## Data section
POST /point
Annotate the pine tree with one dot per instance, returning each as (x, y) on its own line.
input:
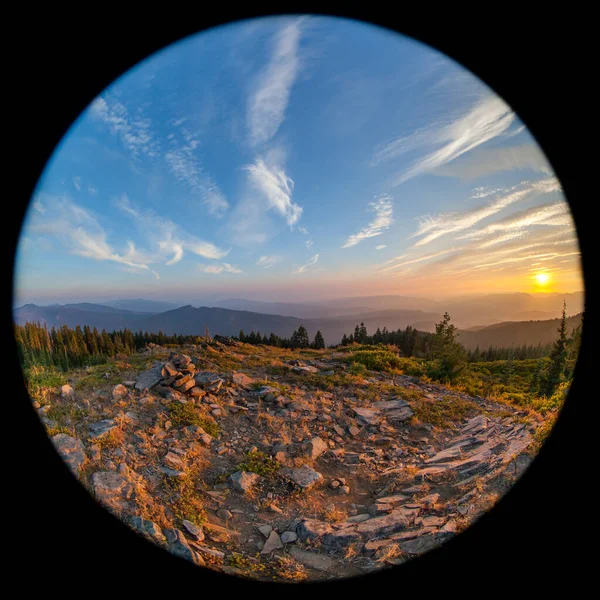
(558, 358)
(319, 342)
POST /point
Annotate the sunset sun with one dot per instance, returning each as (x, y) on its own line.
(542, 279)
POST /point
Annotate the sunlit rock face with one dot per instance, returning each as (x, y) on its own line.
(276, 299)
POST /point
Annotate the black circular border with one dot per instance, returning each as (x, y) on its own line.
(537, 62)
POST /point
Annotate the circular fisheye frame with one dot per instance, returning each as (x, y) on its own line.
(298, 298)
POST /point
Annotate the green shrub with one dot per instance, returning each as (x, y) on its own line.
(182, 415)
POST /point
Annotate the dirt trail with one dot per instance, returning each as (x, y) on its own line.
(244, 460)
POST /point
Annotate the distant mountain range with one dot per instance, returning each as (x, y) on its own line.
(189, 320)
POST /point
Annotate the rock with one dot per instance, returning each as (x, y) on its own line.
(224, 514)
(172, 460)
(304, 476)
(314, 448)
(169, 370)
(242, 481)
(70, 450)
(180, 547)
(194, 530)
(265, 530)
(379, 526)
(67, 392)
(273, 543)
(243, 380)
(206, 439)
(420, 545)
(172, 472)
(179, 383)
(318, 562)
(109, 487)
(305, 370)
(312, 529)
(368, 416)
(148, 529)
(148, 379)
(288, 537)
(340, 539)
(119, 391)
(101, 428)
(360, 518)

## What you will do
Repeat the data in full and exactly. Omit pictures.

## Task answer
POST /point
Annotate the pine tree with one dot per instance, returning each as (x, y) on its own line.
input:
(558, 358)
(319, 342)
POST /point
Annotate the sunset sun with one dot per instance, returning each as (x, y) on its own line.
(542, 279)
POST /point
Annotate the sunlit rock face with one dot per instance, returning each as (x, y) on its own line.
(276, 299)
POST /point
Annotate the black circular border with one dot per instance, returning each as (x, y) on its own line.
(537, 62)
POST /point
Annotate the circular fisheye frame with one dot per instance, returning each as (x, y) on its own line.
(298, 298)
POST /point
Annotate the green shrub with one dot per instance, returning each as (x, y) on its own line.
(182, 415)
POST /point
Annotate the dirt trail with one dot per instance, returning each as (x, y) on its own line.
(244, 460)
POST /point
Annotate the distant mountain range with one dot per instance, returning each as (x, y) on its own line.
(189, 320)
POST /point
Annotate the rock with one dot per instance, returning each as (x, y) on its own line.
(224, 514)
(172, 460)
(304, 476)
(314, 448)
(169, 370)
(242, 481)
(70, 450)
(180, 547)
(194, 530)
(265, 530)
(379, 526)
(67, 392)
(273, 543)
(243, 380)
(206, 439)
(420, 545)
(172, 472)
(179, 383)
(318, 562)
(109, 487)
(305, 370)
(312, 529)
(368, 416)
(148, 529)
(148, 379)
(288, 537)
(340, 539)
(119, 391)
(101, 428)
(360, 518)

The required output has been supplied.